Problem details:
Reproduce every line from the one containing "flower spike as" through the end of the material, inclusive. Multiply the point coordinates listed after each "Query:" line by 0.25 and round them to whole numbers, with halves going up; copy all other lines, including their sample figures, unchanged.

Data to use:
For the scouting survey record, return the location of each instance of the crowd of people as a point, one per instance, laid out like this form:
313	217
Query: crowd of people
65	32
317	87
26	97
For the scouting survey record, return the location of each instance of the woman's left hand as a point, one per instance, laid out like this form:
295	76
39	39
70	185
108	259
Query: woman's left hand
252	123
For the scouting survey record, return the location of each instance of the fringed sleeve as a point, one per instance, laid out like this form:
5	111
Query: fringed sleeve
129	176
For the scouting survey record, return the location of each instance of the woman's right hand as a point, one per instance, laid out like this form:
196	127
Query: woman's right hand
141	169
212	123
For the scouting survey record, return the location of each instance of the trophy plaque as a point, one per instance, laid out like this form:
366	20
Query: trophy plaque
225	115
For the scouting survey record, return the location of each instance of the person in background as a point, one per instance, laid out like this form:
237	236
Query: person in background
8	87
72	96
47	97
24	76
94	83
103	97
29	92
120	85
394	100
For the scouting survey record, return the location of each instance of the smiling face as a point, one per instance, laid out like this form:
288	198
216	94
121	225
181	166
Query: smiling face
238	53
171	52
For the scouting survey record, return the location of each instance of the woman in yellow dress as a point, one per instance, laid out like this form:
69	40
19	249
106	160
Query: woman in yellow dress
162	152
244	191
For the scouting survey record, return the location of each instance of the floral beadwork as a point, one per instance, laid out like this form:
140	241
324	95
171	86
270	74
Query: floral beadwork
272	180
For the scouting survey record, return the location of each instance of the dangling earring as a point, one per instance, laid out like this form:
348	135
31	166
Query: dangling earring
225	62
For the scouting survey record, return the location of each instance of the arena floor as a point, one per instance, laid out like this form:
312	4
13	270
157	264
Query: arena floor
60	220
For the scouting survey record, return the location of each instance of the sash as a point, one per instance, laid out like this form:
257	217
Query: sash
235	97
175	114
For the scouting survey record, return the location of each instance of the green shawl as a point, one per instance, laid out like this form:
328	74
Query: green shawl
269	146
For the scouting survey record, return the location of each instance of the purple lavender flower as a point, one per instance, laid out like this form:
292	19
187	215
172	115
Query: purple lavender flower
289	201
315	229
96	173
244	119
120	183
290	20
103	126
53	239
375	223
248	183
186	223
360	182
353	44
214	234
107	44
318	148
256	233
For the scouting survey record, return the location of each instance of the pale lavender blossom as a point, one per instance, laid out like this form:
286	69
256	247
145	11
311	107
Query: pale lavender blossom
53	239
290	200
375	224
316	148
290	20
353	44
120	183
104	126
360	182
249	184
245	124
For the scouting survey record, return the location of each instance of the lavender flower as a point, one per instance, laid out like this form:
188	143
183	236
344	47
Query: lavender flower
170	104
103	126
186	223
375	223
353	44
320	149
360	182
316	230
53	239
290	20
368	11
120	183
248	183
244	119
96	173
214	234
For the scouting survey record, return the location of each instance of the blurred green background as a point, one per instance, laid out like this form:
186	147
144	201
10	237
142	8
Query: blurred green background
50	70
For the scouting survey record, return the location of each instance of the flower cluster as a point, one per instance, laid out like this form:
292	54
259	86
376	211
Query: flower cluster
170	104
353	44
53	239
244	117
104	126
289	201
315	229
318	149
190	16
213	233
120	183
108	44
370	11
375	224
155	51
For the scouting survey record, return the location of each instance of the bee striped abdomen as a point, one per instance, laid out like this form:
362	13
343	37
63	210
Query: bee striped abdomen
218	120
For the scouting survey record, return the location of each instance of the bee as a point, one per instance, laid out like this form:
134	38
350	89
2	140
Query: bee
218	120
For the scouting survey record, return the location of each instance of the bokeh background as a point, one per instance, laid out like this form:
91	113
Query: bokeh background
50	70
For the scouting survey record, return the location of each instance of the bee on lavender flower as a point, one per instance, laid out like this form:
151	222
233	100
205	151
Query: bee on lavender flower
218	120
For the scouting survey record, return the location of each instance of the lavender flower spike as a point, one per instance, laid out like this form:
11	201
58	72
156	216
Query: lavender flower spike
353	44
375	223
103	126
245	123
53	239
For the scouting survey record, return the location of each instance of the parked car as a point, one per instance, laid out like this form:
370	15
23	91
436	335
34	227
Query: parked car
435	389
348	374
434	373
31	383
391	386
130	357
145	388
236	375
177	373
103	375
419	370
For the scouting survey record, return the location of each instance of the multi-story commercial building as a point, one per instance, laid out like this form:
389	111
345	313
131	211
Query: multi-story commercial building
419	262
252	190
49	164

Right answer:
For the scouting survey record, return the location of each instance of the lavender flower spike as a point, one per instance, laid out like this form:
11	201
58	72
156	216
Query: lavender flower spike
88	11
94	56
26	32
61	31
13	60
For the scouting survey record, return the location of each instance of the parked car as a point, one per instance, laid out like this form:
370	15
23	91
436	335
34	227
Query: parked car
109	97
87	94
109	93
8	96
98	97
33	89
36	97
59	94
44	93
26	94
105	93
For the scouting survey record, return the location of each instance of the multi-story commercial building as a point, one per instance, laid out like this form:
389	111
345	313
131	211
Query: multi-story commercial building
105	66
63	48
12	41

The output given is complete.